Data for this task -
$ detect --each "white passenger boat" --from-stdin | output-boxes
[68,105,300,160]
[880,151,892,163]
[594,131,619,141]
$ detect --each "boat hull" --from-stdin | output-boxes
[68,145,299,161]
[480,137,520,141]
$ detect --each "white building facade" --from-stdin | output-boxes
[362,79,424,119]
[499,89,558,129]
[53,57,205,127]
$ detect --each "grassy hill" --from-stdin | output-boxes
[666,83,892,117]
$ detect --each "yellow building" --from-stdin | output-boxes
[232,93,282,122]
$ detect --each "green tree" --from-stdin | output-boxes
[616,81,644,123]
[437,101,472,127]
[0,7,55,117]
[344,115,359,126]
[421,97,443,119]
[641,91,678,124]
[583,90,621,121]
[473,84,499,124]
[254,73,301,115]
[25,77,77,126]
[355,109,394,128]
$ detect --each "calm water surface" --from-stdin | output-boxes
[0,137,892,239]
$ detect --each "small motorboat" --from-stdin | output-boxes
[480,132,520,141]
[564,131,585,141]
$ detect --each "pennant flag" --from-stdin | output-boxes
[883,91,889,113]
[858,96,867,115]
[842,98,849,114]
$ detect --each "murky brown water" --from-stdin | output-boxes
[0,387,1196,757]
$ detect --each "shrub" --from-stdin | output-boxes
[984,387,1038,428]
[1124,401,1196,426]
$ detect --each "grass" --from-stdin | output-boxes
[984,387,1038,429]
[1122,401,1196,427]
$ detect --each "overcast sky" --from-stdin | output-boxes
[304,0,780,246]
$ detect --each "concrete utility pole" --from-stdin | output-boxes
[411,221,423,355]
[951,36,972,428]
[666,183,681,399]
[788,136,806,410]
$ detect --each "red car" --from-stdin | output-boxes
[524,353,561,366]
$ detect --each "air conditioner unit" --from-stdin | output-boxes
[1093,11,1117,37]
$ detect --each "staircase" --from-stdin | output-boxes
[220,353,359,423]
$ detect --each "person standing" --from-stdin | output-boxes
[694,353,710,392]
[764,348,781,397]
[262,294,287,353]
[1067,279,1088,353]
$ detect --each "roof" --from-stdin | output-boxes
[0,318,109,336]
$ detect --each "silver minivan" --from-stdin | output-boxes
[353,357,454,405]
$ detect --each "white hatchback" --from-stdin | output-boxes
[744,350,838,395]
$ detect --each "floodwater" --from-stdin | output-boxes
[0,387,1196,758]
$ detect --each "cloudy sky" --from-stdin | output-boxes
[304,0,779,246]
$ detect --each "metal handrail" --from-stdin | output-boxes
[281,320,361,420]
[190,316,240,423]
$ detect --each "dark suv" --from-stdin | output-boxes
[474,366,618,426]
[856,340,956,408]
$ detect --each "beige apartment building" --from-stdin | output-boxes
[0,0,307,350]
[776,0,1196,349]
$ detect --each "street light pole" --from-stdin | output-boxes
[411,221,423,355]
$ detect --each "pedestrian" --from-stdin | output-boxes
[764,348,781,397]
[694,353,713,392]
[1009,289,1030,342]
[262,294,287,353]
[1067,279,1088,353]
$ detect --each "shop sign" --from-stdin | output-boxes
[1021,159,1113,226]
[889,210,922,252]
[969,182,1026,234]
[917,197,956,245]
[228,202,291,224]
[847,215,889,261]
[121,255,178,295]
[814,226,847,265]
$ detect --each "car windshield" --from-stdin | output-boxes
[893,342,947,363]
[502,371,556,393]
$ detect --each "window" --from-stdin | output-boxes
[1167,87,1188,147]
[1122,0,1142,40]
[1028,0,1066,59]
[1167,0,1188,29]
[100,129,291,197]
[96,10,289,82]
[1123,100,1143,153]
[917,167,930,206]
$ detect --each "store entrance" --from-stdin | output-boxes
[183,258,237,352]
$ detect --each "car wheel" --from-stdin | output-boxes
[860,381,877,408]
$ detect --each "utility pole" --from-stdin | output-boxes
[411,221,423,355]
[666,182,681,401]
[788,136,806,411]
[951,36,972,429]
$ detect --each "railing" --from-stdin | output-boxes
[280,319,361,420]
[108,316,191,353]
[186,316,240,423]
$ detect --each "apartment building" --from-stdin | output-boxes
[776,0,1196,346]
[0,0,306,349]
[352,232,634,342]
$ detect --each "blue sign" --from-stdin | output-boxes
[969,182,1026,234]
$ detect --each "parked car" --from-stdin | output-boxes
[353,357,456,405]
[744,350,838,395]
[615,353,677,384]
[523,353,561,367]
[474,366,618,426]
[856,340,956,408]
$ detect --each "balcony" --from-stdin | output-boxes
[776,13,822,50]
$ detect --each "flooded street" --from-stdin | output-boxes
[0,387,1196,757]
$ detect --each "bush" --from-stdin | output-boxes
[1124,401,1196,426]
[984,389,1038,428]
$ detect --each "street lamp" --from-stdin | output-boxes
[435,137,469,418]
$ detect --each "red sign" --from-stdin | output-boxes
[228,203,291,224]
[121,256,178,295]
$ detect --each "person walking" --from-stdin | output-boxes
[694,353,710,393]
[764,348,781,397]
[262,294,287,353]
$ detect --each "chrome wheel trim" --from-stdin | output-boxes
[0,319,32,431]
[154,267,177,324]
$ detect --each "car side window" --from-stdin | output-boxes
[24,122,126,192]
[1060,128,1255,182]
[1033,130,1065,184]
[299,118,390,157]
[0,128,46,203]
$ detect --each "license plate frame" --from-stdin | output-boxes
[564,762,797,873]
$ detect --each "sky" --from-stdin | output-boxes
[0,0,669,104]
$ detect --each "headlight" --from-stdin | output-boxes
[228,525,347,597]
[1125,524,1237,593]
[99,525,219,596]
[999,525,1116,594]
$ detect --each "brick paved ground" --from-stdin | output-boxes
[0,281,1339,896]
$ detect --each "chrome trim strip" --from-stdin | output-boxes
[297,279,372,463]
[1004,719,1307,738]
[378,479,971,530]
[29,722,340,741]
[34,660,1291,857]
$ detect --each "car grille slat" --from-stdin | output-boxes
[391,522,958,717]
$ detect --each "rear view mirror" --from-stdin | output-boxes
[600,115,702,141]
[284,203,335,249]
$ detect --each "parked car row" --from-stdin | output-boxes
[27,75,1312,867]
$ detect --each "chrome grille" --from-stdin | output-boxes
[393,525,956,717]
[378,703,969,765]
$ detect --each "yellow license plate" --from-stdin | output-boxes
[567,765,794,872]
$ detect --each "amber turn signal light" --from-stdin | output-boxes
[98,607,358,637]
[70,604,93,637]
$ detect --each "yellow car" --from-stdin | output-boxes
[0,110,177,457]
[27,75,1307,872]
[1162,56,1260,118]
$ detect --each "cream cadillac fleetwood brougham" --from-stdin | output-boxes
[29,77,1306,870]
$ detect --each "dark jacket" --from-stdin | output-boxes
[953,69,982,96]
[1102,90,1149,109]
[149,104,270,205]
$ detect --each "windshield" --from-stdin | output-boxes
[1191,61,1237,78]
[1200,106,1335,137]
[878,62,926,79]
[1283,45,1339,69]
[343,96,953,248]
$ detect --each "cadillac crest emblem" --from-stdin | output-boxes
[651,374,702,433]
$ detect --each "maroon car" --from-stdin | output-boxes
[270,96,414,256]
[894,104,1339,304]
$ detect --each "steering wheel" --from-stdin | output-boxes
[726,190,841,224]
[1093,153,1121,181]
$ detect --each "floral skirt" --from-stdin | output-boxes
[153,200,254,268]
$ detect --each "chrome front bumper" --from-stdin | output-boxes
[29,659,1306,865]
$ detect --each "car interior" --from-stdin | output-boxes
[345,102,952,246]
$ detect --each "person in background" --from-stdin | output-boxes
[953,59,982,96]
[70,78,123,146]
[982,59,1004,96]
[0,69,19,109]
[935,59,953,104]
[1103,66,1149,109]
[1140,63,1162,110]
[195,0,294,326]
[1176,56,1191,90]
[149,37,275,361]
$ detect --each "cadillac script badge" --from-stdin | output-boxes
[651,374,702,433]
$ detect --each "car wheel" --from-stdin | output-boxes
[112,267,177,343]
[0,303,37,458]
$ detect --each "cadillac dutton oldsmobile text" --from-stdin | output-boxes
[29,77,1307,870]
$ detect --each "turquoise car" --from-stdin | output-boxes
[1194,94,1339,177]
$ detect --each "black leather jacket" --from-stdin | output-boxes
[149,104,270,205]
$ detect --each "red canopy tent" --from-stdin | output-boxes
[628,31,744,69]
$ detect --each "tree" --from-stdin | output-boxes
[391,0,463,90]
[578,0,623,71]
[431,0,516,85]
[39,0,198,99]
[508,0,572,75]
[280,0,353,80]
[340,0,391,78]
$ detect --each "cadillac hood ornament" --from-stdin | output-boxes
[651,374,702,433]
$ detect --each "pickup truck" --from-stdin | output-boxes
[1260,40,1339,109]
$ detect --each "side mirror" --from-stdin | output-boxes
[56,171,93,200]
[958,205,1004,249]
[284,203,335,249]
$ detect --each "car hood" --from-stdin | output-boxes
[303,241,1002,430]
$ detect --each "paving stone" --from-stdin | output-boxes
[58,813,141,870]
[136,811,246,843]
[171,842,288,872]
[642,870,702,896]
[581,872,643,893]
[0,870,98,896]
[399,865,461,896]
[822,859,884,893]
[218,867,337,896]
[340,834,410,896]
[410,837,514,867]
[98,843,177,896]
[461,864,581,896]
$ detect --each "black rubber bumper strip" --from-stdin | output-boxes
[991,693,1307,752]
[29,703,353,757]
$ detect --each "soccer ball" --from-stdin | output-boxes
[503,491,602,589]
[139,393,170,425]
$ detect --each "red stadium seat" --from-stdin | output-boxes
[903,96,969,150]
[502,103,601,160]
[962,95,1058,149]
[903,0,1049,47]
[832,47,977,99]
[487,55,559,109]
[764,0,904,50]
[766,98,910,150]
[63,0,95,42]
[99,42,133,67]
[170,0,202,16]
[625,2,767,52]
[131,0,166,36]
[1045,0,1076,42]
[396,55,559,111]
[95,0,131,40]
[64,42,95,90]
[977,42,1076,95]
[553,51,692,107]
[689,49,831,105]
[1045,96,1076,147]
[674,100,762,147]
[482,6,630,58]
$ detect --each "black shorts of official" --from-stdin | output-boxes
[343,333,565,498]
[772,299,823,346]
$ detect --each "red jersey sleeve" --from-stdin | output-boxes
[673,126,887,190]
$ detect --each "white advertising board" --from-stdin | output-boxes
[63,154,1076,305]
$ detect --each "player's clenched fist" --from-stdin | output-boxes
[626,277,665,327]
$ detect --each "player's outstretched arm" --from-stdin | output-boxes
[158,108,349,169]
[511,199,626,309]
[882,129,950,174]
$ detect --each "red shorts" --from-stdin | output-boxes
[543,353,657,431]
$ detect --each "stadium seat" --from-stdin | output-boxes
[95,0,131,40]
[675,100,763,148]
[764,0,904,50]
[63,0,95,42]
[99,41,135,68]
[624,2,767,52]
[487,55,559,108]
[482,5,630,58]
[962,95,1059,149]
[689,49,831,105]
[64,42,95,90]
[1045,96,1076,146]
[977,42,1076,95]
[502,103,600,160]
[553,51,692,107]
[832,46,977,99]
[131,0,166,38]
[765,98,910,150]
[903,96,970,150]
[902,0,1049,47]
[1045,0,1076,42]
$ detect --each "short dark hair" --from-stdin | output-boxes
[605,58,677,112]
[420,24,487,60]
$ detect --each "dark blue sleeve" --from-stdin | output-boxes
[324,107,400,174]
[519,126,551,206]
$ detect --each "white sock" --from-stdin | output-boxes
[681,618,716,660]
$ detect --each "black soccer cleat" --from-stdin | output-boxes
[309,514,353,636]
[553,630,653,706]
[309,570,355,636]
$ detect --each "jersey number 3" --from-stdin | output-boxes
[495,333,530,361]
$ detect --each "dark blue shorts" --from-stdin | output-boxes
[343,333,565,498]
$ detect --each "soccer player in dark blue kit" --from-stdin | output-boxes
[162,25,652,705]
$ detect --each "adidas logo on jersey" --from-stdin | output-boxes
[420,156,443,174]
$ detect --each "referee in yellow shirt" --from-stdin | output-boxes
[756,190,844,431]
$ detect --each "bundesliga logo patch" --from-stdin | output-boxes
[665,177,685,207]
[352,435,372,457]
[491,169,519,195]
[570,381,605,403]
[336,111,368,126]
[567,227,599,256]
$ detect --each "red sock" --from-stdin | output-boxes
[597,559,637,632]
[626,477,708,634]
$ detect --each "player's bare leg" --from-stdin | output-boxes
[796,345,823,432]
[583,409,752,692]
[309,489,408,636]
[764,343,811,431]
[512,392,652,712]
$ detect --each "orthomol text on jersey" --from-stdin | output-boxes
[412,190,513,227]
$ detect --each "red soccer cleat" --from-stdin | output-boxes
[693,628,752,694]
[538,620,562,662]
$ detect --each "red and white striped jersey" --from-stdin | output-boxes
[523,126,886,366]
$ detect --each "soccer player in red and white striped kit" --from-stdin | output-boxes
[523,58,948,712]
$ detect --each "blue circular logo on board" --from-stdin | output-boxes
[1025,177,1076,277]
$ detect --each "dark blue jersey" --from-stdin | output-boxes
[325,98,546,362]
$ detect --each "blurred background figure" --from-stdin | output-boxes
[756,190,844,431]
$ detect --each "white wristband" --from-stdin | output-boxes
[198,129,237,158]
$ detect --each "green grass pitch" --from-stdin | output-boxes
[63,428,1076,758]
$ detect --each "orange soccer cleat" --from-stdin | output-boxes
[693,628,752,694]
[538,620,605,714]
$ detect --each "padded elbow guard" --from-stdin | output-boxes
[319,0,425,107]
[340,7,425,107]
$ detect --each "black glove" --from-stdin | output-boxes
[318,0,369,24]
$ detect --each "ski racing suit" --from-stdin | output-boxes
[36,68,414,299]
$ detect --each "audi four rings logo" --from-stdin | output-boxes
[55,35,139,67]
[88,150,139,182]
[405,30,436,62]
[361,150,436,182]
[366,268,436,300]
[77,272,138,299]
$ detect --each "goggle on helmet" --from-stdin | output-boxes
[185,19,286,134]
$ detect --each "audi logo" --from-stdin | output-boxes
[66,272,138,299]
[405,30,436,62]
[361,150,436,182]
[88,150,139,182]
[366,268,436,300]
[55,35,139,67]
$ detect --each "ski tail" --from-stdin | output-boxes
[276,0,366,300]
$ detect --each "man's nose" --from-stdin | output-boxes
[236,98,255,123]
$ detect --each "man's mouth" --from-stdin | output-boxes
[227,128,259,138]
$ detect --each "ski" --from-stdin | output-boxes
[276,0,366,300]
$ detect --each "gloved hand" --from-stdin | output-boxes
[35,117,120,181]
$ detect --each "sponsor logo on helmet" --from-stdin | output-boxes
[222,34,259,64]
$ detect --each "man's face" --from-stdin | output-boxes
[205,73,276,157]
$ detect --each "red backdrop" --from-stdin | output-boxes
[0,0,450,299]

Goal of the exercise - Set out every line from the start of the material through the line containing "[53,57,205,127]", inclusive, as a JSON list of strings with one string per line, leaving out blank lines.

Task solution -
[
  "$ detect --each \"white passenger boat\" --from-stdin | output-boxes",
  "[68,105,300,160]",
  "[880,151,892,163]",
  "[594,131,619,141]",
  "$ detect --each \"boat hull\" --from-stdin | output-boxes",
  "[68,145,299,161]",
  "[480,137,520,141]",
  "$ detect --each \"white building facade\" --from-stdin | output-boxes",
  "[362,79,424,119]",
  "[499,89,558,129]",
  "[53,57,205,127]"
]